(Passage shown begins)

Medicare Part B Ambulance Coverage FAQ

Medicare Part B covers ambulance services to or from a hospital, critical access hospital (CAH), or skilled nursing facility (SNF) only when other transportation could endanger your health. Medicare may also cover ambulance services if you have End-Stage Renal Disease (ESRD), need dialysis, and need an ambulance transportation to or from a dialysis facility.

Medicare will cover ambulance services to the nearest appropriate medical facility that’s able to give you the care you need. If you choose to be transported to a facility farther away, Medicare’s payment will be based on the charge to the closest appropriate facility. If no local facilities are able to give you the care you need, Medicare will pay for transportation to the nearest facility outside your local area that is able to give you the necessary care.

EMERGECNY TRANSPORTATION

You can get emergency ambulance transportation whey you have had a sudden medical emergency and your health is in serious danger because you cannot be safely transported by other means, like wheelchair van, car, or taxi.

Types of emergency ambulance transportation:

  • You are in shock, unconscious, or bleeding heavily.
  • You need skilled medical treatment during transport
These are only examples. Medicare coverage depends on the seriousness of you medical condition and whether you could have been safely transported by other means.

NON-EMERGENCY TRANSPORTATION

You may be able to get non-emergency ambulance transportation if it’s needed to obtain treatment or diagnose your health condition and the use of any other transportation method could endanger your health.

Medicare may cover limited, medically necessary, non-emergency transportation if you have a written order from you doctor stating that an ambulance is necessary due to your medical condition. The transport may be medically necessary to get you to a hospital or other health facility.

PRIOR AUTHORIZATION

If you require non-emergency but medically necessary ambulance transportation three or more times in a 10 day period of at least once a week for three weeks or more, Lancaster EMS may use a prior approval process (Prior Authorization). Lancaster EMS will send a request for prior authorization to Medicare before your fourth trip in a 30-day period, so that you will know earlier if Medicare will pay for the services. Either you or Lancaster EMS may request prior authorization for these scheduled, non-emergency transports. Prior authorization is currently required in New Jersey, Pennsylvania and South Carolina.

What does Medicare pay?

If Medicare covers your ambulance trip, they will pay 80% of the Medicare-approved amount after you have met the yearly Part B deductible. Medicare’s payment may be different if you are transported by a Critical Acute Hospital or an entity that’s owned and operated by a CAH.

How do I know if Medicare didn’t pay for my ambulance service?

You will receive a “Medicare Summary Notice” (MSN) in the mail every 3 months that lists all the services billed to Medicare. You can also visit MyMedicare.gov to look at your claims or view electronic MSNs. Your MSN will tell you why Medicare didn’t pay for your ambulance trip.

Examples of why Medicare will deny:

  • You chose to go to a facility further than the closest one, your notice may say this: “Payment for transportation is allowed on to the closest facility that can provide the necessary care.”
  • If you used an ambulance to move from one facility to another one closer to home, your notice may say this: “Transportation to a facility to be closer to home or family is not covered.”
See your Medicare Summary Notice. Your statements may vary depending on your situation. If you have questions about Medicare’s payment or denial, call the phone number on your MSN or call 1-800-Medicare (1-800-633-4227).

(Passage shown ends)
(Input data begins)

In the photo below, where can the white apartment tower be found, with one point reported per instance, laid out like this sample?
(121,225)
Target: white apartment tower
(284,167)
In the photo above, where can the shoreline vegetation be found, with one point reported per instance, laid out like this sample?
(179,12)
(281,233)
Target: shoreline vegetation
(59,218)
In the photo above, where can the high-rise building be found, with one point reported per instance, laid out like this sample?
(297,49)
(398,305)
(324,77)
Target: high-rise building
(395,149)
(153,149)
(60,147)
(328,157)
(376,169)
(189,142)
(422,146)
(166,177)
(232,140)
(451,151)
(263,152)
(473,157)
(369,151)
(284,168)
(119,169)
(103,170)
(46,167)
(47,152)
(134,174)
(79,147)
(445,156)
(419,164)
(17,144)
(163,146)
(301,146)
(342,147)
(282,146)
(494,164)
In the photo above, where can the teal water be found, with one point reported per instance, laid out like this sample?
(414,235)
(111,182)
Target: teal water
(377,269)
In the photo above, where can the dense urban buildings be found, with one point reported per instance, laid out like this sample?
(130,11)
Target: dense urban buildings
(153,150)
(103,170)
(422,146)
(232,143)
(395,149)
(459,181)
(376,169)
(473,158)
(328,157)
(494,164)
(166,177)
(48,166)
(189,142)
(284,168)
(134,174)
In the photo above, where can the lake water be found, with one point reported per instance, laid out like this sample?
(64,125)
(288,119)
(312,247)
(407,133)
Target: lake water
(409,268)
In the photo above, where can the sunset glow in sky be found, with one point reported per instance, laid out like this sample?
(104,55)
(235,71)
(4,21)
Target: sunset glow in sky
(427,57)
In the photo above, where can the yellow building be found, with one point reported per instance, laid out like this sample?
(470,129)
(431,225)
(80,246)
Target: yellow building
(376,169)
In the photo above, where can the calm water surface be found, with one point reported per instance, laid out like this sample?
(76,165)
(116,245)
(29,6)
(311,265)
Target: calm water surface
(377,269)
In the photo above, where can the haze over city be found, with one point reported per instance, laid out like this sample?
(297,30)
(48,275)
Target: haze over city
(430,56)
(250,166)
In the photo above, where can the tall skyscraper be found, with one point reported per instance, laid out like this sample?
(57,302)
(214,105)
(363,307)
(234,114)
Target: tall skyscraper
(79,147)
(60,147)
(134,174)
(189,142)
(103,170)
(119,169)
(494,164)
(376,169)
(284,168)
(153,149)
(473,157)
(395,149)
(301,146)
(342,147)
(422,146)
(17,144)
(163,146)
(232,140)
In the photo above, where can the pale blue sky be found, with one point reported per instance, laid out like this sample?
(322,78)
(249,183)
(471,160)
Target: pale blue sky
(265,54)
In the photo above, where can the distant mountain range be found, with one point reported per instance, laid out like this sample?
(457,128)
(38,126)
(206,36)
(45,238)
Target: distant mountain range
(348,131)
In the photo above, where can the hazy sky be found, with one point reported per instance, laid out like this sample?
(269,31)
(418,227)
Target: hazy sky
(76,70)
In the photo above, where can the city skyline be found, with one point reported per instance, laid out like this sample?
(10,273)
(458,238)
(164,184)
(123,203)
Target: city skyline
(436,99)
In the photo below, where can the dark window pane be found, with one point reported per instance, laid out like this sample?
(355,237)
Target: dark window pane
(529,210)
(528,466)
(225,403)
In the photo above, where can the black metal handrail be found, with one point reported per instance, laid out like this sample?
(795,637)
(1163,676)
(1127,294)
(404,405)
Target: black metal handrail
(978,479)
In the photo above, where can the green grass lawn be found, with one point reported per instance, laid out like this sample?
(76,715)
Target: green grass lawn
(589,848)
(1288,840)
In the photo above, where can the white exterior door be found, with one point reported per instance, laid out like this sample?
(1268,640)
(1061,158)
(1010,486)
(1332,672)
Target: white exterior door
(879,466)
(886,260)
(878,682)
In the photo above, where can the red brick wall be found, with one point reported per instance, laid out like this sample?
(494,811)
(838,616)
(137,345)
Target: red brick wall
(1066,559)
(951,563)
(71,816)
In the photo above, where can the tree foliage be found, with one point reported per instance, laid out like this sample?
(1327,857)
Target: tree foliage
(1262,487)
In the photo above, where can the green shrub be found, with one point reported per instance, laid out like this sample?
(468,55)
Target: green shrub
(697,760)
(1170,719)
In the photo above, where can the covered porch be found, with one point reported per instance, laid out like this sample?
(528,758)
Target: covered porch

(Input data ends)

▶ _Assigned task A_: Reproduce the passage of the ambulance coverage FAQ starting at "Types of emergency" and ending at "other health facility.", switching "seriousness" to "severity".
▶ _Assigned task B_: According to the ambulance coverage FAQ, what share of the Medicare-approved amount does Medicare pay for a covered ambulance trip?

▶ _Your solution A_:
Types of emergency ambulance transportation:

  • You are in shock, unconscious, or bleeding heavily.
  • You need skilled medical treatment during transport
These are only examples. Medicare coverage depends on the severity of you medical condition and whether you could have been safely transported by other means.

NON-EMERGENCY TRANSPORTATION

You may be able to get non-emergency ambulance transportation if it’s needed to obtain treatment or diagnose your health condition and the use of any other transportation method could endanger your health.

Medicare may cover limited, medically necessary, non-emergency transportation if you have a written order from you doctor stating that an ambulance is necessary due to your medical condition. The transport may be medically necessary to get you to a hospital or other health facility.

▶ _Your solution B_: Medicare pays 80% of the Medicare-approved amount after the yearly Part B deductible has been met.